Task requirements>
How many lines in the entries below contain the string "train"? Case counts. Reply with the number alone.

↓

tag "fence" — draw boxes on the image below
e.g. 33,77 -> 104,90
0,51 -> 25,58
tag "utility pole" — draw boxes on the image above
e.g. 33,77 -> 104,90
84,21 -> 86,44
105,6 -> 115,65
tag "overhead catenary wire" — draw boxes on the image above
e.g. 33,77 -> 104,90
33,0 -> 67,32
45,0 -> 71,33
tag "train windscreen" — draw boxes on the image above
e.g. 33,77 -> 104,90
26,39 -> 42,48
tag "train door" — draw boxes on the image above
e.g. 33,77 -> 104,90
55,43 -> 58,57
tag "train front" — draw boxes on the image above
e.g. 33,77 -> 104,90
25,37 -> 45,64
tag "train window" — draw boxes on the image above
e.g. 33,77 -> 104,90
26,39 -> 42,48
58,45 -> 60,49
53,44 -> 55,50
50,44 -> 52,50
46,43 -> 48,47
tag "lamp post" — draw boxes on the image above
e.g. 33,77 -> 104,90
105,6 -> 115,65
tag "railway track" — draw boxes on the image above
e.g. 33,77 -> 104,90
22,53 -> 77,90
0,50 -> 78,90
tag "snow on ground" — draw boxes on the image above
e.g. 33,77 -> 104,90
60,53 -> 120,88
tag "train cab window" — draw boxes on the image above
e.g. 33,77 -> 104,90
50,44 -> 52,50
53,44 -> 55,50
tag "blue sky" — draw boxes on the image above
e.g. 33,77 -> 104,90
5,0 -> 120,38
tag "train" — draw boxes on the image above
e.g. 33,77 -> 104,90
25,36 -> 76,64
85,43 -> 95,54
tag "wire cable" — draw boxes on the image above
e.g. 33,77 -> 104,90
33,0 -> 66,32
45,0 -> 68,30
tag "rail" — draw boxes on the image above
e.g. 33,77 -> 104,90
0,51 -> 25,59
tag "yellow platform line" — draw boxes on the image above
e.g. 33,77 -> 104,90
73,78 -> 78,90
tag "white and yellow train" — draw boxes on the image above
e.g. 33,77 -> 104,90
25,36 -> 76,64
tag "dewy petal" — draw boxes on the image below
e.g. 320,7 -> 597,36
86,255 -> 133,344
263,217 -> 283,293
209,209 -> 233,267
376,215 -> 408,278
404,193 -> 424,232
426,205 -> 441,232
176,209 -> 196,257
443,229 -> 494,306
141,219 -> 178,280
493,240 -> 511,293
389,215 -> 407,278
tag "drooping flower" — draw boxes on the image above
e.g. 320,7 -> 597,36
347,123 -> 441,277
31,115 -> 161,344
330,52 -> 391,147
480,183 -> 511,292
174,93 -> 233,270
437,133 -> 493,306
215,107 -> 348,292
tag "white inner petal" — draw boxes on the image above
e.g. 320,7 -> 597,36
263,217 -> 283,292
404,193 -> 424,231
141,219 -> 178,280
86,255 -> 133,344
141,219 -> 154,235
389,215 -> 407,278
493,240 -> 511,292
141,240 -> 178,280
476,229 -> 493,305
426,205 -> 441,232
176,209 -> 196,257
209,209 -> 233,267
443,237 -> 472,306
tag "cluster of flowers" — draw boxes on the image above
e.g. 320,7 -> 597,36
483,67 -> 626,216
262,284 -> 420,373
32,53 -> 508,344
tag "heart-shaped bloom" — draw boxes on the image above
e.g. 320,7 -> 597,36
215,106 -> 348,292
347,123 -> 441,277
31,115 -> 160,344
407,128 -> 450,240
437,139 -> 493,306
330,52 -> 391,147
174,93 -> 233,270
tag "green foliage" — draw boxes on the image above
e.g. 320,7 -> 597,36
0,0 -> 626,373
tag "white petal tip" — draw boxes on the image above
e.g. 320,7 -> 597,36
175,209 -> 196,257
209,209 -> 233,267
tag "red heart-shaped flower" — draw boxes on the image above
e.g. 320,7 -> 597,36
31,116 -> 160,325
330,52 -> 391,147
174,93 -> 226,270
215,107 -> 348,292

↑

Response to the task>
7